Instructions for the task - Below are lines from a pointing dataset. List every line that contains the string "orange".

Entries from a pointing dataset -
+ + + + + + +

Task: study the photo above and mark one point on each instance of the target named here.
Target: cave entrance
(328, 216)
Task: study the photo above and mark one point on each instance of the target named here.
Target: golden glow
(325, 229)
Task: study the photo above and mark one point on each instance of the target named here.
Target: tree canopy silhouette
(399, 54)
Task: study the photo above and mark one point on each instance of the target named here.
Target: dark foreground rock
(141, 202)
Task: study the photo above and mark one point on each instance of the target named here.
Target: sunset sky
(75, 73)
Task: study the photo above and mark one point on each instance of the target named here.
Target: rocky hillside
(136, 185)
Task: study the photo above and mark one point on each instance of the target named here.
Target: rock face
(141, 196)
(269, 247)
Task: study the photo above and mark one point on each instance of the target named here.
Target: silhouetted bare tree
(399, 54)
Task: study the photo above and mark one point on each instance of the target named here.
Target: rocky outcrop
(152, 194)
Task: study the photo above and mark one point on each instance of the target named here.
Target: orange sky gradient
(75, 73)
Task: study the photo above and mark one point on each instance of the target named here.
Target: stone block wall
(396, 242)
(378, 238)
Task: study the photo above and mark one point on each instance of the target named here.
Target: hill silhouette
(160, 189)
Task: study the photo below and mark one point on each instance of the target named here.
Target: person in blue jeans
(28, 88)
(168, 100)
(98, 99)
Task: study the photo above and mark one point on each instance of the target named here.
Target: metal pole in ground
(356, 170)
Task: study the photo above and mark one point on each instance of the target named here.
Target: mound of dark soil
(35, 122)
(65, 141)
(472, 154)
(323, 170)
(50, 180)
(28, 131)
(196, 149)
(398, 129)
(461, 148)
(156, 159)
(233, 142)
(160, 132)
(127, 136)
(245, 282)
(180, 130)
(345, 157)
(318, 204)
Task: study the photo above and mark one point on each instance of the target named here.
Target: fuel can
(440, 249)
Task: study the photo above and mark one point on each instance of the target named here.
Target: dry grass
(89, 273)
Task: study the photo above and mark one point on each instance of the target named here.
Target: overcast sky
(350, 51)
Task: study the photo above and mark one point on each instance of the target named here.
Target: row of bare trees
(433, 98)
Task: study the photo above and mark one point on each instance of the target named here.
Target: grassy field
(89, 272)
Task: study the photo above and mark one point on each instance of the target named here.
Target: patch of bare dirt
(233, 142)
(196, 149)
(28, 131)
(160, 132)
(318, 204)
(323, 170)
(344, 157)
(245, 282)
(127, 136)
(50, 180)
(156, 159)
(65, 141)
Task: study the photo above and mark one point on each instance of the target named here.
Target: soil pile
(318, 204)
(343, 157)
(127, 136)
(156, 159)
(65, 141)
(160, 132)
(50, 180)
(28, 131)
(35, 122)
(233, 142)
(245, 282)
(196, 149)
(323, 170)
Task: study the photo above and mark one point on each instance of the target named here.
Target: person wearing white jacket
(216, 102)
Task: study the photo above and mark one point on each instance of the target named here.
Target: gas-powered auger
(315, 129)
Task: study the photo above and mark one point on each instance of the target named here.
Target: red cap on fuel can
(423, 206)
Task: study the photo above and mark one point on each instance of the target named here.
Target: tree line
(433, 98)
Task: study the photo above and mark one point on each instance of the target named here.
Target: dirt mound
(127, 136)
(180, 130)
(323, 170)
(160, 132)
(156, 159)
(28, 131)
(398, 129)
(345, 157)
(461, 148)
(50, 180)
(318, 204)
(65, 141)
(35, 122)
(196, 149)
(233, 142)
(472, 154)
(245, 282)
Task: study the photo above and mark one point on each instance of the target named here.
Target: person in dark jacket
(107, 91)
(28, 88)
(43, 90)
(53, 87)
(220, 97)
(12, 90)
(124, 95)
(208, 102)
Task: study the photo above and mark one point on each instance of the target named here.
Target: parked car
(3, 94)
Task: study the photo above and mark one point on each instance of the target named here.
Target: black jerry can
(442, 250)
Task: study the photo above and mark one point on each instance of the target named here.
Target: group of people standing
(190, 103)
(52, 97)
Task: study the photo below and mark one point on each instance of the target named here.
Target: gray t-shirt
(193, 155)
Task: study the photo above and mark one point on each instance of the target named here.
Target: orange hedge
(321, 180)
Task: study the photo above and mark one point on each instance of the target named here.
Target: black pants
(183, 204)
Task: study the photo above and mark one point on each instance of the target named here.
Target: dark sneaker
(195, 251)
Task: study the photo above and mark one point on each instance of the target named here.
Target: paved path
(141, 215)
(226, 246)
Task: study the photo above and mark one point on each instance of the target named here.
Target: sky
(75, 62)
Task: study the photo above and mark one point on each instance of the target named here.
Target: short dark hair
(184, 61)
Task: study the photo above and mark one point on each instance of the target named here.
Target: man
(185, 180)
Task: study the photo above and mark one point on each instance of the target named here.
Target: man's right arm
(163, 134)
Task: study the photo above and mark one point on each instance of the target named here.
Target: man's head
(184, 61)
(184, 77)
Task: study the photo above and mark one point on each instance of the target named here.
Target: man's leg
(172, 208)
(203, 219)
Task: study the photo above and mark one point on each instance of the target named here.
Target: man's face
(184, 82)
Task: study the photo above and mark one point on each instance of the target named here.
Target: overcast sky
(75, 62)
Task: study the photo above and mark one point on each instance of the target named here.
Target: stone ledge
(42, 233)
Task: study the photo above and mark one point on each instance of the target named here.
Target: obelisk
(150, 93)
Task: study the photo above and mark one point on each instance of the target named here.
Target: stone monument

+ + + + + + +

Reply to the task -
Target: orange sky gradient
Target: orange hedge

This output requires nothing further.